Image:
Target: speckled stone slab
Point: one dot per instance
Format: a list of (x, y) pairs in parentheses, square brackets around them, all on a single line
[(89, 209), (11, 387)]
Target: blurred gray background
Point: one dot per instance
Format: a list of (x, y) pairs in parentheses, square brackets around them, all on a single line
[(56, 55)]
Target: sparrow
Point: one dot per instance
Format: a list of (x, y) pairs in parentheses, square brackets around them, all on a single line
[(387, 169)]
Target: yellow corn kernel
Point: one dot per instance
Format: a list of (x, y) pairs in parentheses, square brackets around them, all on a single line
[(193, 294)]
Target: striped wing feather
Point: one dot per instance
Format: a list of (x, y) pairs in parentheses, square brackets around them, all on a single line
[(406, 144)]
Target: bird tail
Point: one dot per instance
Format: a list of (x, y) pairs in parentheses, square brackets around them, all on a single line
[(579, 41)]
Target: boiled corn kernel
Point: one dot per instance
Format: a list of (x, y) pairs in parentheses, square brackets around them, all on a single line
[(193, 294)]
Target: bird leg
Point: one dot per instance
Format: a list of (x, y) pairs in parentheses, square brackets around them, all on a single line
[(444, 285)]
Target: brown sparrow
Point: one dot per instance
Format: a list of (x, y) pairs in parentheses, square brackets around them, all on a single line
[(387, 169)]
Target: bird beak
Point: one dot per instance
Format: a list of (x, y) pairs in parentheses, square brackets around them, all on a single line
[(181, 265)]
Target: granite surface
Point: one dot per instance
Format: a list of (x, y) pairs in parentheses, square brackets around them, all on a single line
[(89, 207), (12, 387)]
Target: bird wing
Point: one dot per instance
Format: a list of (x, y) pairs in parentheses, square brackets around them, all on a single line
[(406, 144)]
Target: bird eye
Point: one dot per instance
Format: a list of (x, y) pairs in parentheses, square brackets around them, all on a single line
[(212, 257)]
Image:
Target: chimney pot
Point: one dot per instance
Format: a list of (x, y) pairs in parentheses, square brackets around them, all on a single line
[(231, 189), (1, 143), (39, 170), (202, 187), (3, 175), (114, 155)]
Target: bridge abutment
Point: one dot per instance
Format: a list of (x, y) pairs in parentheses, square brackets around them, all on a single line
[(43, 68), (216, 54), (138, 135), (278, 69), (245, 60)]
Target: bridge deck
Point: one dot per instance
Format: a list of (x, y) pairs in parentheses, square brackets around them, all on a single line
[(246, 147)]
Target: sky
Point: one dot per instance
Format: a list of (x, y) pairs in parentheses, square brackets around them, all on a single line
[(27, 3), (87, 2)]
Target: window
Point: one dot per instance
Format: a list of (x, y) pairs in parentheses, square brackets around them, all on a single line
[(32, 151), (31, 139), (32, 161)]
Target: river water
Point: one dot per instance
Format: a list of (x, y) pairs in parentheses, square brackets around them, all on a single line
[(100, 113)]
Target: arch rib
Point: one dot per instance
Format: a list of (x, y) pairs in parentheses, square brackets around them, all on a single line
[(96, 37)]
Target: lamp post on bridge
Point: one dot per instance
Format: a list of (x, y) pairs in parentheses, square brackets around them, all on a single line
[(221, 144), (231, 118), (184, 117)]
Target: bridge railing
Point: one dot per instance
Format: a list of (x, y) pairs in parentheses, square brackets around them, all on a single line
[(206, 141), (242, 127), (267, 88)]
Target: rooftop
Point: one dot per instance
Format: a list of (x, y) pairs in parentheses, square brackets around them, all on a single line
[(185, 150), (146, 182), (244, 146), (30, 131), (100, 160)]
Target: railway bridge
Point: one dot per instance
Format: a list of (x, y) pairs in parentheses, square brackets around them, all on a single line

.....

What to produce: Write out every line from the data above that includes "kernel".

Answer below:
Target: yellow corn kernel
Target: boiled corn kernel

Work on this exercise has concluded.